_EXTRACTED TEXT_.
----------------------------------------

These results demonstrate that the maximum temperature in the ISC collector was slightly higher than that in the reference collector before 100°C was reached. As the solar radiation continued to increase, the temperature of the ISC collector was observed to increase at a slower rate than the reference collector and stabilized around 122°C. The reference collector on the other hand reached a temperature of 155°C during the same period.

The results indicate that the heat loss from both collectors were effectively identical below 90°C, but above 100°C, the heat loss from the ISC collector significantly increased.

In both collectors the heat loss coefficient was calculated:
- Heat loss range for the reference collector 6.1 - 6.3 W/m²°C
- Heat loss range for the ISC collector 6.1 - 9.6 W/m²°C

Figure 3 demonstrates the 5 day period from June 5th - 9th. These figures confirm the performance of the integral stagnation temperature controls on the advanced collector and demonstrate that high temperatures in the collector absorber can be limited using this technology.

The maximum stagnation temperature of the ISC collector was determined for the case with the stagnation control disabled. This was performed to confirm the heat loss characteristics of the advanced collector without ISC and to quantify the maximum stagnation temperatures under this condition. The results obtained indicate the temperature reached by the disabled ISC collector was slightly higher than the reference collector.

----------------------------------------

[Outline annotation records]

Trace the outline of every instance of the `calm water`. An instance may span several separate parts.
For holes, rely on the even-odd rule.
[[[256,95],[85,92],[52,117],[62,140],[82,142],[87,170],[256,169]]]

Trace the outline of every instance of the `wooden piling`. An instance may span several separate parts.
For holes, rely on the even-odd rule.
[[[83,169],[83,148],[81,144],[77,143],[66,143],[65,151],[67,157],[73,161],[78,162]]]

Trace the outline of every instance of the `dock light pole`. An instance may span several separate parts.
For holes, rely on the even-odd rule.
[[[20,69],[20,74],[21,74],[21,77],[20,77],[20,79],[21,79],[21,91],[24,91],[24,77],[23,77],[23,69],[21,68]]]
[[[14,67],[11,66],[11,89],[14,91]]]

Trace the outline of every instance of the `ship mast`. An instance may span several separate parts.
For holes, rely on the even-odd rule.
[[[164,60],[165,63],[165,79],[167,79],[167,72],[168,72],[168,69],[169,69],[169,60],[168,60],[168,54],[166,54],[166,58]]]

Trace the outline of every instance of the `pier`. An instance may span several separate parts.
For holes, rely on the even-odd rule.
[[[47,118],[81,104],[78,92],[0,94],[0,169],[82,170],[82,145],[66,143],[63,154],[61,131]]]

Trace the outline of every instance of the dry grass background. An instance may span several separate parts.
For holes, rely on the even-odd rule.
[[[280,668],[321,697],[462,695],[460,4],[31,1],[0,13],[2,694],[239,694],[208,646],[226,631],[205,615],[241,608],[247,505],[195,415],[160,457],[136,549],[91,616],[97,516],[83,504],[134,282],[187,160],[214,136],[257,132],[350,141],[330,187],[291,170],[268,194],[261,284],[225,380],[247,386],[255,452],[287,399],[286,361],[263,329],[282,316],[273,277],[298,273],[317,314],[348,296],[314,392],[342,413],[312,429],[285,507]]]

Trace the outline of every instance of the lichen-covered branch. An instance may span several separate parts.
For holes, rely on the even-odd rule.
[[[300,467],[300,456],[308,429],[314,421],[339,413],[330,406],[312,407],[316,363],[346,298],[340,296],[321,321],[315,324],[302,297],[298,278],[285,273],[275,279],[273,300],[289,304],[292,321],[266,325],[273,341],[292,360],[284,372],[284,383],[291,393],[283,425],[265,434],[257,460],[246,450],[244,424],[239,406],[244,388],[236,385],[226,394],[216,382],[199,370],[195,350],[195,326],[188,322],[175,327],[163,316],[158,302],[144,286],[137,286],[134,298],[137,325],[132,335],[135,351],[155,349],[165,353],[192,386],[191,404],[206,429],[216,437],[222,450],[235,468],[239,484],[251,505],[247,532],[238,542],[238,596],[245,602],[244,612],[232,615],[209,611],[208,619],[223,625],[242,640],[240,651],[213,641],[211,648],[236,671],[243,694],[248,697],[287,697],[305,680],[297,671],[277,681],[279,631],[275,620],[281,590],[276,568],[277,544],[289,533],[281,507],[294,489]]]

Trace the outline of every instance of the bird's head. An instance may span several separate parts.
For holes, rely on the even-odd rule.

----------------------------------------

_DIRECTIONS_.
A - Repeat the solar collector passage word for word, beginning at the words "Figure 3 demonstrates" and stopping after the words "using this technology.".
B - According to the solar collector passage, what temperature did the reference collector reach while the ISC collector leveled off around 122°C?
C - Take the solar collector passage further, picking up after its last sentence.
These items come from a different source than the solar collector passage.

_RESPONSES BY TASK_.
A -
Figure 3 demonstrates the 5 day period from June 5th - 9th. These figures confirm the performance of the integral stagnation temperature controls on the advanced collector and demonstrate that high temperatures in the collector absorber can be limited using this technology.

B - 155°C

C -
With a solar radiation intensity of 1150 W/m² and an ambient temperature of 25°C, the maximum stagnation temperature was found to be 170°C in the ISC collector and 160°C in the reference collector.

It can therefore be concluded that when the stagnation temperature was above 100°C, the heat loss from the ISC collector increased and limited the stagnation temperature. The results indicated that at a solar radiation intensity of 1100W/m² and an ambient temp of 25°C a collector stagnation temperature of 120°-122°C was obtained. These results verify the operation of the ISC concept and prove that high temperatures in the collector absorber can be controlled using this technology.

Reference: Limiting Stagnation Temperatures in Flat-Plate Solar Collectors, Harrison, Lin, Mesquita; ISES 2004

Current Approaches for Controlling Stagnation

Drain Back Systems

Drain back systems are designed to allow the heat transfer fluid to drain out of the collector when there is no energy to the collector, such as during power failures or night time. Drain back system have been installed all over the world and are predominantly found in European countries.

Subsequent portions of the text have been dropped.